Rewrite all the entries below, replacing each "woman's" with "person's" and changing nothing else. Leave the pictures out of your answer.

# RECORDS FOR THIS EXERCISE start

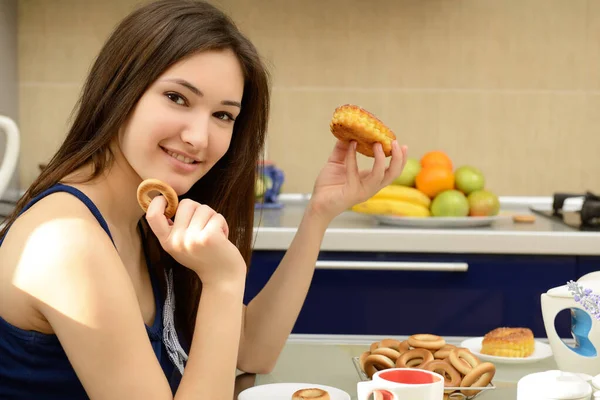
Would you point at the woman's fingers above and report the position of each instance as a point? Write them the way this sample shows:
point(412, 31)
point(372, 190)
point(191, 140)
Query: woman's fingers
point(158, 222)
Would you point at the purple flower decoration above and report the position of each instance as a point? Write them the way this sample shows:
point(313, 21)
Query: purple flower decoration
point(585, 297)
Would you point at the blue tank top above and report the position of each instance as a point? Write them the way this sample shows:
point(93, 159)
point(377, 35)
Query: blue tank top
point(33, 365)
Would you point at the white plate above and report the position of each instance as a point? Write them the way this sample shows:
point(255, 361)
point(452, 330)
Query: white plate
point(439, 222)
point(541, 352)
point(284, 391)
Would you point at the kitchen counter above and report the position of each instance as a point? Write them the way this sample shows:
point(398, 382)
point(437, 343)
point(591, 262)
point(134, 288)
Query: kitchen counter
point(327, 360)
point(275, 229)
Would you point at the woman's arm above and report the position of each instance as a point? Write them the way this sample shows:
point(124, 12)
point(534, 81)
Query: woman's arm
point(84, 291)
point(270, 316)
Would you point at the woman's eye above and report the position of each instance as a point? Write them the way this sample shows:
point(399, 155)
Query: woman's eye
point(225, 116)
point(177, 99)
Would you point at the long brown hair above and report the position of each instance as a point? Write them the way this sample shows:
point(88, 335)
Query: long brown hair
point(142, 47)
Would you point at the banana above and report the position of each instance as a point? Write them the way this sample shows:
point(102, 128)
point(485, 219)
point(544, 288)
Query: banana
point(391, 207)
point(403, 193)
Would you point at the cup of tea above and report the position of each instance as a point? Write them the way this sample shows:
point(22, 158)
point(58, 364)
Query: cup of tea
point(402, 384)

# RECORDS FOR THIS EXERCISE end

**TASK OUTPUT:**
Would you point at the person's fingers above and report the position of each instance as a point? Write them the way this sample shows:
point(412, 31)
point(372, 190)
point(191, 140)
Query: person's fingers
point(158, 222)
Would you point at the purple flower decoration above and report the position of each instance as a point? Write them the way this sample shows:
point(313, 21)
Query: purple flower decoration
point(585, 297)
Would you point at the blue tank top above and report the position of each instance as a point? Write them the way this sample shows:
point(93, 159)
point(377, 35)
Query: blue tank top
point(33, 365)
Would you point at the white plate above and report the position of each instance as a point? Write them the way this sample shows:
point(255, 361)
point(452, 330)
Query: white plate
point(439, 222)
point(541, 352)
point(284, 391)
Would you point at the kitchen counter above and report the position of each instance as a point? Write them the way this sample shows:
point(398, 382)
point(437, 343)
point(591, 262)
point(134, 288)
Query: kitchen counter
point(327, 360)
point(275, 229)
Would you point at the person's arm above and report the position of each instance as a point? Write them the way this sample shows:
point(124, 12)
point(534, 81)
Query: person's arm
point(84, 291)
point(270, 316)
Would you point at the person's eye above and report the position of each instance as a point? Write them the way this sample shows:
point(399, 155)
Query: person's eye
point(225, 116)
point(177, 99)
Would you point at the long brown hair above and report the position of each instance as a point? Write them the way this sample shows:
point(88, 335)
Query: long brown hair
point(142, 47)
Would you point at the banana above and report the position of each instance as a point? Write them the way this sample shows:
point(102, 128)
point(485, 219)
point(544, 288)
Query: banana
point(391, 207)
point(403, 193)
Would you point at the cup of tea above and report the position of each instance as a point? Write them the way this sample shows:
point(22, 158)
point(58, 364)
Query: cup of tea
point(402, 384)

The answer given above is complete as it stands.